## GIVEN DATA
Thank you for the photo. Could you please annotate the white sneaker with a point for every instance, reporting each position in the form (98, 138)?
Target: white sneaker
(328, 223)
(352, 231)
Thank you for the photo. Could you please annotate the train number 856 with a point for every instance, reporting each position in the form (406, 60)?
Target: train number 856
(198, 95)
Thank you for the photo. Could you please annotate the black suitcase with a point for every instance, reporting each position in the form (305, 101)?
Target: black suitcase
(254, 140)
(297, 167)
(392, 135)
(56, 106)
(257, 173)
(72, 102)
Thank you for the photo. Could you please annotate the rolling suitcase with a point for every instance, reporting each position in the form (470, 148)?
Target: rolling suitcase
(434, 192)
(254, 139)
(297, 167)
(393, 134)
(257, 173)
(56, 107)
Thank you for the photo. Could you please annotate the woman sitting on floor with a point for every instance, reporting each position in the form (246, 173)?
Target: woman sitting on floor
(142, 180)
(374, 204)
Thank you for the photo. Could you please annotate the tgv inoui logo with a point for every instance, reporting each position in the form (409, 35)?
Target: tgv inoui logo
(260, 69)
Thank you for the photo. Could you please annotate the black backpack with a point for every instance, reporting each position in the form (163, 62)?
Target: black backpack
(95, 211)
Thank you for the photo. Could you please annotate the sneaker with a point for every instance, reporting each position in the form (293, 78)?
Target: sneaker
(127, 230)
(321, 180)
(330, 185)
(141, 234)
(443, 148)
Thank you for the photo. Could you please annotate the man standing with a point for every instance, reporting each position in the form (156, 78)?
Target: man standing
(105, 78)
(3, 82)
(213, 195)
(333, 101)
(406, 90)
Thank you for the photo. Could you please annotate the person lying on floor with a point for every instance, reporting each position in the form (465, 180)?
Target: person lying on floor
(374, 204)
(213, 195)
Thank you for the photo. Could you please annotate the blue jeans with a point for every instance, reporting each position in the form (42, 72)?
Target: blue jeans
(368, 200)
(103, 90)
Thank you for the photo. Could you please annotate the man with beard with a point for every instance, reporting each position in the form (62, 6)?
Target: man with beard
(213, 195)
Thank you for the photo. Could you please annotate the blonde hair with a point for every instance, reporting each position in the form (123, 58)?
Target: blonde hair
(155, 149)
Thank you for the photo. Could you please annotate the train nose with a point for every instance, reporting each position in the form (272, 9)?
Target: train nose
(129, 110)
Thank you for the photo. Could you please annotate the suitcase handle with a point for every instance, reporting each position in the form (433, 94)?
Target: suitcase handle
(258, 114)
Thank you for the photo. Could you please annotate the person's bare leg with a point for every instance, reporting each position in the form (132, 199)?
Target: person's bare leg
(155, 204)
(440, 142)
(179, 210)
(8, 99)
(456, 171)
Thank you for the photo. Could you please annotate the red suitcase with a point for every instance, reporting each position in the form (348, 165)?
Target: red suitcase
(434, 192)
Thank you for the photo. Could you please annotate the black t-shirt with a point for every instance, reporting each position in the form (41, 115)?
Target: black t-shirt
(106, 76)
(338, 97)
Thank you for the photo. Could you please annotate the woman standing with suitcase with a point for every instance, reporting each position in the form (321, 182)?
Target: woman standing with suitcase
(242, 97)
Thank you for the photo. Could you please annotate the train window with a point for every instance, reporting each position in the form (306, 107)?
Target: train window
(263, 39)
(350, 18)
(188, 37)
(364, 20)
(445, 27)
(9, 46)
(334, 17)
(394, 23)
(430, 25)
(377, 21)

## WHAT TO WORK ON
Word for word, give the whole listing again.

## RESPONSE
Thank you for the photo. Could you please annotate the white sneaker with a point for every instance, reporting each position in the form (98, 138)?
Target: white sneaker
(328, 223)
(352, 231)
Thank you for the photo. Could you please annotate the train number 856 with a point for every instance, reporting each position in the form (406, 60)?
Target: train number 856
(198, 95)
Thank you for the photo. Could you please annotate the black suitcase with a point for every instance, reporting each position in the form (305, 101)?
Target: black suitcase
(254, 140)
(297, 167)
(392, 135)
(56, 106)
(257, 173)
(72, 102)
Thank you for the photo. Could you please annotate the rolling suitcase with a point for every instance, reporting each position in the form (470, 148)?
Target: rolling suitcase
(434, 192)
(254, 139)
(297, 167)
(393, 134)
(257, 173)
(56, 107)
Thank you for the photo. Could you please annotate the woman sitting on floor with a point for every instance, reporting each position in the form (246, 173)?
Target: woman sitting on floor
(142, 180)
(374, 204)
Thank you for the photo. Could you please annotate the tgv inoui logo with a point for every instance, reporting each position in the form (409, 35)?
Target: tgv inoui logo
(260, 69)
Thank you for the photo. Could you please annotate the black backpack with a point for every instance, reporting each position in the form (163, 62)?
Target: black backpack
(95, 211)
Thank you for the photo. Could you please annotate the sneaker with a point for every instance, reporting each position in the form (293, 78)?
Target: sneaker
(127, 230)
(321, 180)
(330, 185)
(141, 234)
(443, 148)
Thank you for the photo. Could you please annotate the man standing with a point for every instance, reporting each position in the form (156, 78)?
Target: man standing
(105, 78)
(3, 82)
(213, 195)
(333, 101)
(406, 90)
Thank you for the photo. Could you please annotate the person lying on floor with a point for every instance, reporting each position in the form (465, 180)?
Target: person lying on floor
(374, 204)
(213, 195)
Thank you for the photo. Could you please annotate the blue jeans with a point for every instance, reporting each position in the form (42, 72)?
Target: blue jeans
(368, 200)
(103, 90)
Thank you for the photo. Could you please annotate the man with beard with a point for every instance, reporting each position in the form (62, 6)?
Target: man with beard
(213, 195)
Thank you for the photo. Could you please annotate the blonde hair with a point for every instance, reporting each position in the form (123, 58)?
Target: blonde hair
(155, 149)
Thank you for the photo. Could you please annotate the train nose with a point for every instance, reporting each position in the form (272, 9)?
Target: train nose
(129, 110)
Thank you for the photo. Could you please annotate the suitcase handle with a point for every instance, reporting each position in the form (433, 94)?
Target: suitcase handle
(258, 114)
Thank you for the photo. Could you please annotate the person's bare leg with a point for every instance, reporting each position in the form (132, 199)?
Target: person's bare leg
(155, 204)
(440, 142)
(179, 210)
(8, 99)
(456, 171)
Thank you for the photo. Could you please annotate the red suitcase with a point for every instance, reporting each position in the form (348, 165)?
Target: red suitcase
(434, 192)
Thank you for the photo. Could you please annotate the black t-shirt with a point for every instance, reporting each position in the form (41, 115)?
Target: black t-shirt
(106, 76)
(338, 97)
Thank you for the photo. Could you please annotate the woman standing with suitcase with a point for every instance, reporting each position in the form (321, 182)?
Target: woman standing with suitcase
(242, 97)
Thank you for the photo. Could you please annotate the train window with a point for every instance, reporting each position in the form (306, 107)?
Target: train window
(263, 39)
(350, 18)
(188, 37)
(364, 20)
(445, 27)
(9, 46)
(334, 17)
(394, 23)
(430, 25)
(377, 21)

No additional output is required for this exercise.